AIM OF THE EXERCISE: Retype the entire listing below line for line without changing anything, but leave out the pictures.

-- Start TASK MATERIAL --

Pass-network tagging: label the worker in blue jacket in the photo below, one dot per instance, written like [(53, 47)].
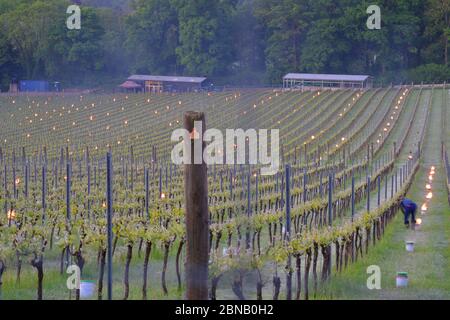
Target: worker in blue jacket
[(408, 208)]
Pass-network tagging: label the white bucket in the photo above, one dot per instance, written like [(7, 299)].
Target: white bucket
[(87, 289), (410, 246), (402, 280)]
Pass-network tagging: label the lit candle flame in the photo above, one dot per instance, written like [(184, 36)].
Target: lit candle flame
[(11, 214)]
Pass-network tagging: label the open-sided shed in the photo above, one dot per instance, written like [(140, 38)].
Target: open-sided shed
[(302, 80), (152, 83)]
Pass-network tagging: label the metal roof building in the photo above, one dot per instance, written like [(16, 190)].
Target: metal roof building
[(151, 83), (301, 80)]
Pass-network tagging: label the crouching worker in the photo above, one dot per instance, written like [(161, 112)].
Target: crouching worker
[(408, 208)]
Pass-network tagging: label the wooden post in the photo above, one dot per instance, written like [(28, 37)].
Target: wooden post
[(197, 217), (288, 232), (109, 189), (147, 193), (353, 197)]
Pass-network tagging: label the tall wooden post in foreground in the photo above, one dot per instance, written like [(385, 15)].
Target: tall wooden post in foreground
[(197, 224)]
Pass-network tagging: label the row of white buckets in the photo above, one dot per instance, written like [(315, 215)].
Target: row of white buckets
[(402, 277)]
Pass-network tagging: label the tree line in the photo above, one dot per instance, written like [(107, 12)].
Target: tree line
[(229, 41)]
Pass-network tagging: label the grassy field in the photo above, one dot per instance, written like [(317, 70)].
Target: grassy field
[(428, 266)]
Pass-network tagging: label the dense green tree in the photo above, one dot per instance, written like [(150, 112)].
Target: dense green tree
[(153, 37), (438, 30), (205, 46)]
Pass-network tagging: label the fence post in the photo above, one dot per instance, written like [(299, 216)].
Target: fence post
[(197, 217), (288, 232), (109, 191), (368, 193), (353, 197)]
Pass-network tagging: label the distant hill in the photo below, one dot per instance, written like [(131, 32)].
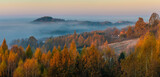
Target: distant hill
[(104, 23), (48, 19)]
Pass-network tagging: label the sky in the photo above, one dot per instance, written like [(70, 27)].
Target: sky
[(78, 7)]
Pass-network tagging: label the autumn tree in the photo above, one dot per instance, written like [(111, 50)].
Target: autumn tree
[(29, 52), (3, 68), (4, 45), (12, 62), (92, 62), (19, 72), (31, 68), (130, 32), (38, 54), (55, 68), (139, 62), (140, 27)]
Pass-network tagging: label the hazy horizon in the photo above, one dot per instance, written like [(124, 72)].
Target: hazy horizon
[(78, 8)]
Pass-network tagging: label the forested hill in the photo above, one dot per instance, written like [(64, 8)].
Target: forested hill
[(110, 35), (90, 61)]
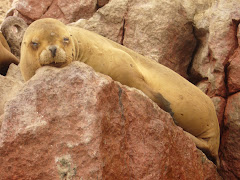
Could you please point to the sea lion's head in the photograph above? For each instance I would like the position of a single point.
(46, 42)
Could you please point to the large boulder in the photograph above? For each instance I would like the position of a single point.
(66, 11)
(74, 123)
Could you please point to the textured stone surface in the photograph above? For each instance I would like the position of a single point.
(234, 73)
(66, 11)
(108, 21)
(220, 104)
(73, 123)
(161, 31)
(13, 29)
(4, 6)
(216, 30)
(231, 139)
(8, 88)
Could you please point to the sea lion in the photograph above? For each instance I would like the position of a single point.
(6, 57)
(48, 42)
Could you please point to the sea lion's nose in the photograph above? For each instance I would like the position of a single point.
(53, 50)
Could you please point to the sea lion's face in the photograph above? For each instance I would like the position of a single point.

-- End TASK MATERIAL --

RIGHT ANSWER:
Pass-network tagging: label the worker in blue jacket in the photo below, one dot per instance, written like [(53, 47)].
Target: worker in blue jacket
[(408, 208)]
Pass-network tagging: label the white bucket in the photo above, one dot per instance, written like [(7, 299)].
Target: white bucket
[(87, 289), (410, 246), (402, 280)]
Pass-network tagging: label the lit candle flame in the photo above, one dot per instance, written like [(184, 36)].
Target: lit candle flame
[(11, 214)]
Pass-network tagging: label the open-sided shed in the photo above, one dot per instance, written like [(140, 38)].
Target: open-sided shed
[(302, 80), (152, 83)]
Pass-network tagging: label the metal roof building in the photo above, one dot per instance, written like [(16, 190)].
Target: metal roof building
[(151, 83), (301, 80)]
Pass-network tagging: label the crouching worker in the photo above, one dot per instance, written like [(161, 112)].
Target: crouching worker
[(408, 208)]
Pass-network tagging: label the wooden post in the photo above, one dot per instance, written like [(28, 37)].
Target: wooden post
[(197, 217), (288, 232), (109, 189), (147, 193), (353, 197)]
Pass-network tagging: label the tall wooden post in foreground in the photo above, one dot per instance, written like [(385, 15)].
Target: tall wooden post in foreground
[(197, 224)]
Pass-network tagging: label the row of white buckets in the photo above, one dot per instance, written like [(315, 215)].
Target: row of white buckets
[(402, 277)]
Pass-network tagging: label the tree line in the photo above, one dot per instance, written like [(107, 12)].
Target: tree line
[(229, 41)]
Pass-network tagging: label the grassy field in the photo above, one dot per instance, written like [(317, 70)].
Target: grassy field
[(428, 266)]
Pass-network tagging: label the dense green tree in the photo above, one dot per instance, written like [(150, 112)].
Target: dense green tree
[(153, 37), (438, 30), (205, 46)]
Pass-network tagging: label the fence post in the photo above, one dot per instance, written like [(299, 216)].
Target: fence post
[(197, 217), (288, 232), (109, 191), (368, 193), (353, 197)]
Pass-network tagging: label the distant hill in the photo below, one dot per instance, written like [(131, 32)].
Target: distant hill
[(104, 23), (48, 19)]
Pass-network tagging: label the sky in the photo above, one dot per instance, written like [(70, 27)].
Target: sky
[(78, 7)]
Pass-network tagging: label the autumn tree in the photo above, one dot per instance, written like [(111, 50)].
Target: autumn tree
[(29, 52), (3, 68), (4, 45), (12, 62), (92, 62), (19, 72), (31, 68), (130, 32), (38, 54), (55, 68), (139, 62), (140, 27)]
Pass-network tagging: label the hazy horizon in the photo above, one dot per instance, written like [(124, 72)].
Target: hazy horizon
[(78, 8)]
Pass-network tagging: label the forested hill in the photo above, one dot per instance, written like [(64, 8)].
Target: forested hill
[(110, 35), (90, 61)]
Could you please point to the sea lion's head in the photograph above? For each instance I would like the position of a single point.
(46, 42)
Could you please point to the large boulder in the photograph above? For each instance I would like the position of a single point.
(66, 11)
(74, 123)
Could you please point to the textured stone surface in the photograph above? For each instance I would like the position of a single point.
(234, 73)
(66, 11)
(108, 21)
(220, 104)
(73, 123)
(161, 31)
(13, 29)
(4, 6)
(216, 30)
(231, 139)
(8, 88)
Could you please point to the sea lion in the photograph above? For each instance I would like the position of a single point.
(6, 57)
(48, 42)
Could you please point to the sea lion's nose in the photograph above? For each instance I would like the position of a single point.
(53, 50)
Could you please point to the sea lion's face in the photograph above? For each instance I would like the position of a single point.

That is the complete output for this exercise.